→ YOUR TASK: Pick out and copy every line of the items below that contains the word "painted". Case counts, so a line matches only if the capitalization is the same.

→ DATA LISTING:
⁂

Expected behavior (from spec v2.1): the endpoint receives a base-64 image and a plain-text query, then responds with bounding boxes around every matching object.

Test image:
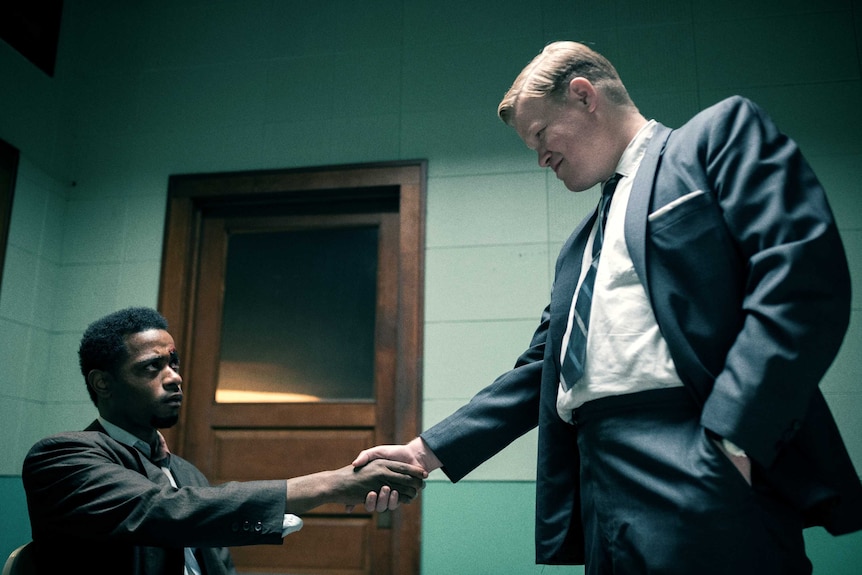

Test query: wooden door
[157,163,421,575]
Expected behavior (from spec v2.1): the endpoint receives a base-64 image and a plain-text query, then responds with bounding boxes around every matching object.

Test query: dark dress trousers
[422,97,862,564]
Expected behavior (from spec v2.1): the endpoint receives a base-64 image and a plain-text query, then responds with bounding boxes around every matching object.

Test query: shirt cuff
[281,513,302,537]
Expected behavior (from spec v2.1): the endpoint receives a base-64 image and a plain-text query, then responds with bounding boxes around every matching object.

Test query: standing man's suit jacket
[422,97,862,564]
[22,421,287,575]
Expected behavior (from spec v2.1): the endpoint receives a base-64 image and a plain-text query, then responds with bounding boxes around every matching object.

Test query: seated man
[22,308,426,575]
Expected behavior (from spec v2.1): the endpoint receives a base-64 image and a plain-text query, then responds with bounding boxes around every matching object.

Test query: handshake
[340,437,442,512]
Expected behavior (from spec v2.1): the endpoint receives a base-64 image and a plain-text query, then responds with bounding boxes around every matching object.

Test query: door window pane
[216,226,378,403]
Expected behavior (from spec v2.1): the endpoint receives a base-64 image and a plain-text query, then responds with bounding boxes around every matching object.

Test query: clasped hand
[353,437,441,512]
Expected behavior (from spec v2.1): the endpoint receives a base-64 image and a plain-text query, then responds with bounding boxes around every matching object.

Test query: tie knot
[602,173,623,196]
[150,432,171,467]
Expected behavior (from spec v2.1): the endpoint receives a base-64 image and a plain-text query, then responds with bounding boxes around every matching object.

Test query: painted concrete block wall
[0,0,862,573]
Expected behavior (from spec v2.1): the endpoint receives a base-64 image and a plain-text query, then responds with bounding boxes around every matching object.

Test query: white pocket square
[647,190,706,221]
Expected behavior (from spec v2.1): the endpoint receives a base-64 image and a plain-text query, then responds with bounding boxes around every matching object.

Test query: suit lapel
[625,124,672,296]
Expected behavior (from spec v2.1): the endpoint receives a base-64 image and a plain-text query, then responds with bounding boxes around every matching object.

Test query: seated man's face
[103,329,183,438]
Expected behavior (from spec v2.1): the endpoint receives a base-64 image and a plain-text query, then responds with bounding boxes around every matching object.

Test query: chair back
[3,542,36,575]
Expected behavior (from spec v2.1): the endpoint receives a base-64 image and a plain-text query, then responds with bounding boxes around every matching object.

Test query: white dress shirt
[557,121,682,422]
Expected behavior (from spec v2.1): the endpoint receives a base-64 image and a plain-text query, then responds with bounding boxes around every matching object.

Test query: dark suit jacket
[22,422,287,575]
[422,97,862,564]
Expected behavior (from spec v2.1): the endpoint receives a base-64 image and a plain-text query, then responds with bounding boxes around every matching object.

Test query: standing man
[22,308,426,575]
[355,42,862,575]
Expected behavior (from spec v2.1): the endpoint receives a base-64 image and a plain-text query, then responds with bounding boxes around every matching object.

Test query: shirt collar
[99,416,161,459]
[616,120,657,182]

⁂

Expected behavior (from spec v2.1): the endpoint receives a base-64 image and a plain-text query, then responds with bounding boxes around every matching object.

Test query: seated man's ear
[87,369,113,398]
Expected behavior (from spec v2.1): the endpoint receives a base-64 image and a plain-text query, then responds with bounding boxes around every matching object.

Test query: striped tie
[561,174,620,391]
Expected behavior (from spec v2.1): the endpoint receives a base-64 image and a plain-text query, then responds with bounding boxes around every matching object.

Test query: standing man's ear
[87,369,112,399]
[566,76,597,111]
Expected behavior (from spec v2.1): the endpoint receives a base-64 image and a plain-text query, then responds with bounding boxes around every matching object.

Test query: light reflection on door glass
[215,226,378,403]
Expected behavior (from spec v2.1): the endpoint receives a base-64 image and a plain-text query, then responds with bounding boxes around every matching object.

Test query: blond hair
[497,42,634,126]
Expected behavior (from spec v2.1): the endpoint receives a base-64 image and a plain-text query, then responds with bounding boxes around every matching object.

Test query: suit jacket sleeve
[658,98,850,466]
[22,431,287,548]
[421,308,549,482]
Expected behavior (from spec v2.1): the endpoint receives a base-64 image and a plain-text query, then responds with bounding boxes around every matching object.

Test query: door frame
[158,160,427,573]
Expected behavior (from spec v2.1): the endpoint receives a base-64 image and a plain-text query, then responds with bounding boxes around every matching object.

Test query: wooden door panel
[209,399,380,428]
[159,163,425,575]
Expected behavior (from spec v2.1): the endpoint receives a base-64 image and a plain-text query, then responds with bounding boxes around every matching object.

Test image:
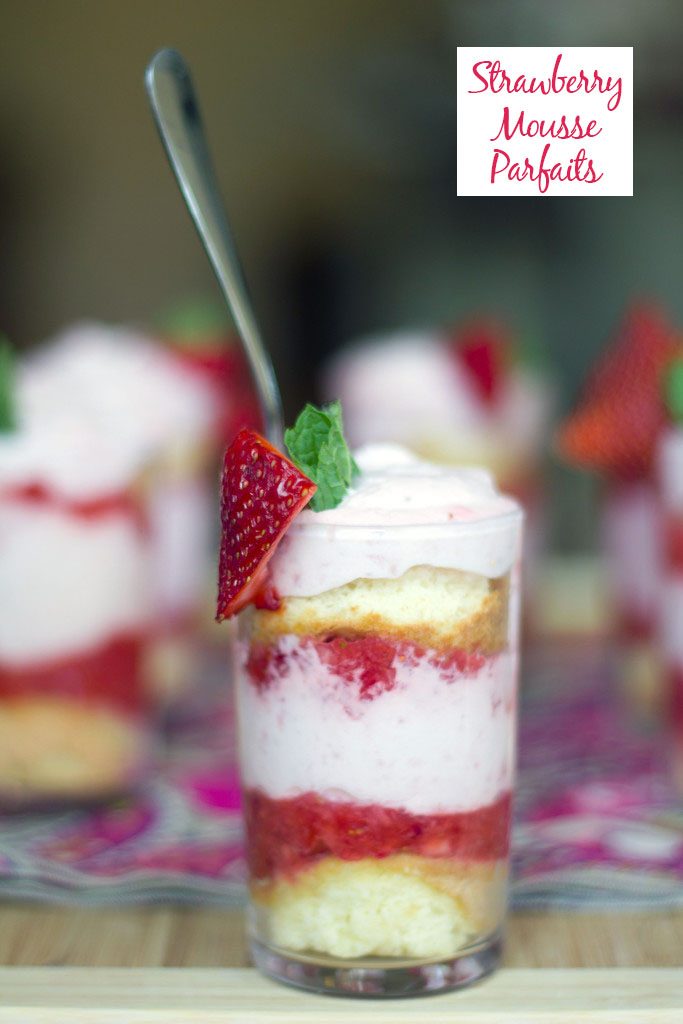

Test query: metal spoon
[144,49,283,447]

⁂

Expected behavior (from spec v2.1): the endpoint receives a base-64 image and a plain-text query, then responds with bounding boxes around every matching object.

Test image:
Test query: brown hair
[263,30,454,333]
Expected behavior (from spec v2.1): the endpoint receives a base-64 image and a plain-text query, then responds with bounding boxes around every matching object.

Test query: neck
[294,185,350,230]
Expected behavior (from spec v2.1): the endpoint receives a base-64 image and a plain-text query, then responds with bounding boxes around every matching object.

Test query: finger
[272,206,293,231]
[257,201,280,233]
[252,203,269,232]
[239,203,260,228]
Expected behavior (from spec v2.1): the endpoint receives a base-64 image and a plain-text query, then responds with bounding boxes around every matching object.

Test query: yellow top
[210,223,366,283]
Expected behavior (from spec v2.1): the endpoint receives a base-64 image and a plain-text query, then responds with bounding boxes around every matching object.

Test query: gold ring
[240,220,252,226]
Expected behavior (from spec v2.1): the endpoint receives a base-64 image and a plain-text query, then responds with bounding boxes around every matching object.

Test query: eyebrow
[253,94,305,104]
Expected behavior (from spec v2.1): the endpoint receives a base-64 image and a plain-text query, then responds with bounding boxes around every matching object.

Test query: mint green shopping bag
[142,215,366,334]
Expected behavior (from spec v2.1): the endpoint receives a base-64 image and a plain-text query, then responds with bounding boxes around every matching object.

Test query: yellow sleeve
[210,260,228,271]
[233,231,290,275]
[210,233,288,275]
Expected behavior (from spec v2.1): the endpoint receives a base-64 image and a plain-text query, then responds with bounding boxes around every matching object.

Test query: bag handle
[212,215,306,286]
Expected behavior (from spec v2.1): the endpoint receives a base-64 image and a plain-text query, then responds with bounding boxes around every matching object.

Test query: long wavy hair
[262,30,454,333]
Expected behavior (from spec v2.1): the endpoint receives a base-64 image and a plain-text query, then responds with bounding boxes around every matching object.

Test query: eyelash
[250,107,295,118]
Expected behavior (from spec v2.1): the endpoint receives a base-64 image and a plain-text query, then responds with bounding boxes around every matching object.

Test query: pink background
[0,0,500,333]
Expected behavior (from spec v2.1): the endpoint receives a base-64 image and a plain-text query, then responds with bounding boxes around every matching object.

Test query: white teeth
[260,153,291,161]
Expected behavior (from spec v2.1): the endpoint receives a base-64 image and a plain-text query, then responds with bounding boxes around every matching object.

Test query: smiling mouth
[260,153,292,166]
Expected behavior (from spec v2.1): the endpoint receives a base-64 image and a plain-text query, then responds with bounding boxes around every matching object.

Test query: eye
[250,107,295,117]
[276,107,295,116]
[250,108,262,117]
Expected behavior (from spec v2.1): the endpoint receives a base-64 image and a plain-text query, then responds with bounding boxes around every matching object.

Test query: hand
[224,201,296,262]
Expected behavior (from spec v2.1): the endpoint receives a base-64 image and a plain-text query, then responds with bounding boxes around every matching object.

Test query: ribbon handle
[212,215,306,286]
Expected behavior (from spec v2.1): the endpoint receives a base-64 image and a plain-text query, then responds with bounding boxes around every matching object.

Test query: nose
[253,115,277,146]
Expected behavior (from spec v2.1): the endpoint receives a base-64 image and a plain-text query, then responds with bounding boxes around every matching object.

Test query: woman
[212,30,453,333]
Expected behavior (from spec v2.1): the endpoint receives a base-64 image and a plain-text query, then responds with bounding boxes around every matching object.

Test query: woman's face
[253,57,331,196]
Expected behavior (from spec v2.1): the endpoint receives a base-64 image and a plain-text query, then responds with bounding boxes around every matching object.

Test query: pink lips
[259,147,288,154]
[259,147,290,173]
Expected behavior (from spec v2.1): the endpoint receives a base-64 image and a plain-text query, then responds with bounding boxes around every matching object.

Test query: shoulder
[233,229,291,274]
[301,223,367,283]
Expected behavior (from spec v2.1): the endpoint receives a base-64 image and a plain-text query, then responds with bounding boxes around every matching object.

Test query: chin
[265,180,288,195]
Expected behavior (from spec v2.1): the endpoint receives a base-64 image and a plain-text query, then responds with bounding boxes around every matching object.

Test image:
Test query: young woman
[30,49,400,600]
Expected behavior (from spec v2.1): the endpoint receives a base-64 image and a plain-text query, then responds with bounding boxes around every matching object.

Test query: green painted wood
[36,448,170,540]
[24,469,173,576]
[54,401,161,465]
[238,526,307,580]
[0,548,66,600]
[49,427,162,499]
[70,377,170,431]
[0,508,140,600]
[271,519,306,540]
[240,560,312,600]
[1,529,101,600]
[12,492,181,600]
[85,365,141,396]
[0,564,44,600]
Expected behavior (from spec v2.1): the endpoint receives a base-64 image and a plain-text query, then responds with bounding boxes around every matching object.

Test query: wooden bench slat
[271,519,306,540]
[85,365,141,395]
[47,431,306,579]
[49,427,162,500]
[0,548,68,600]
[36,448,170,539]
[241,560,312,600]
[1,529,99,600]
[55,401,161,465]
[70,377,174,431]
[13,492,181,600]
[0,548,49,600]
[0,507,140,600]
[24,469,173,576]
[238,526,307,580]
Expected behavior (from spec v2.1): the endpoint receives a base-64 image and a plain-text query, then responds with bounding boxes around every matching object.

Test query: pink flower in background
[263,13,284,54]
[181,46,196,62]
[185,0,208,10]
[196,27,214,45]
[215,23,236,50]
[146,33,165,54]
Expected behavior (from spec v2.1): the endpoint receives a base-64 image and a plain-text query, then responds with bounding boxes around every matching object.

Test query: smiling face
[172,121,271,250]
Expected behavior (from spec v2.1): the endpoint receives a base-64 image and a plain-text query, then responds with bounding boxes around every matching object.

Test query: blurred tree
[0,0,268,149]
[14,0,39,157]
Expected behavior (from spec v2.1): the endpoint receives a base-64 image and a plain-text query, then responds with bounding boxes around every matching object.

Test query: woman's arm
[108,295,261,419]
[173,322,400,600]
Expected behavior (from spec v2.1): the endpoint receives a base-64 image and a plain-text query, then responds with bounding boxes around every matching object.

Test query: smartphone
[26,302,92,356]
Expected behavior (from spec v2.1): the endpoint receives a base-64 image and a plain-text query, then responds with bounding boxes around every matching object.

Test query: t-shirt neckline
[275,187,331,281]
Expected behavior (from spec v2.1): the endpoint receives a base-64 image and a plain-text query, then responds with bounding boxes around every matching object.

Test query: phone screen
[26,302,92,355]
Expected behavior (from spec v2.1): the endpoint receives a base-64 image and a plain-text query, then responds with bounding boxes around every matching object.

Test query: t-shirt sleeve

⁂

→ OUTPUT BELOW:
Test query: painted concrete block wall
Test query: green painted wood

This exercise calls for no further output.